Records from a dataset
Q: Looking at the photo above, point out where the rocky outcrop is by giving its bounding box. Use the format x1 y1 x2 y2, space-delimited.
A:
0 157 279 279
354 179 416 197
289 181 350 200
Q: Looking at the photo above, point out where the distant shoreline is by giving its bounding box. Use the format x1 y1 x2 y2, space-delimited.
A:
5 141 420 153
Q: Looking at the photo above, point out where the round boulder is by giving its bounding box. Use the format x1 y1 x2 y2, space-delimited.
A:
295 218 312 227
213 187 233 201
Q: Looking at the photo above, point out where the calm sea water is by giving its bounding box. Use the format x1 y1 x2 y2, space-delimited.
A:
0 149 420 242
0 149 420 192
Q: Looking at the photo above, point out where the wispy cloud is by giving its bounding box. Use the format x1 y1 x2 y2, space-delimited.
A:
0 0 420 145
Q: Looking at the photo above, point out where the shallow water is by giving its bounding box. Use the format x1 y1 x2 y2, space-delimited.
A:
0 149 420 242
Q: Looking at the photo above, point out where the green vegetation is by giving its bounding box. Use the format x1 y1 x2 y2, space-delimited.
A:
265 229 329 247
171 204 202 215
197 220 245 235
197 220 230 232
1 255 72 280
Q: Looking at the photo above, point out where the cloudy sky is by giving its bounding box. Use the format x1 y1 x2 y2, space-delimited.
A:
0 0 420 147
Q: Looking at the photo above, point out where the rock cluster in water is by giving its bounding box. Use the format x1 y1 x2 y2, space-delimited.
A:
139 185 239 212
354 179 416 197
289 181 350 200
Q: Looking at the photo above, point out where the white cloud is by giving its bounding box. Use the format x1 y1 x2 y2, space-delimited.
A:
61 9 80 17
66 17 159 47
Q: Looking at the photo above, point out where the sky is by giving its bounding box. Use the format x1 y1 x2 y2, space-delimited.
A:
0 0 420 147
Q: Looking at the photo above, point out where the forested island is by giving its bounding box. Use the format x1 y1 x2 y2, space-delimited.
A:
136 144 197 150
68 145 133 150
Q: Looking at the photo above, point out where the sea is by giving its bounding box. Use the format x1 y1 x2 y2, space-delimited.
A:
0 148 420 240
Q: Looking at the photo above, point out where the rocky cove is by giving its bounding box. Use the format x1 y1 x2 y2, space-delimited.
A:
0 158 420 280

WHAT YOU WILL DO:
How many lines in the material above contain the word "rocky"? Reply with the number only.

THE OUTPUT:
2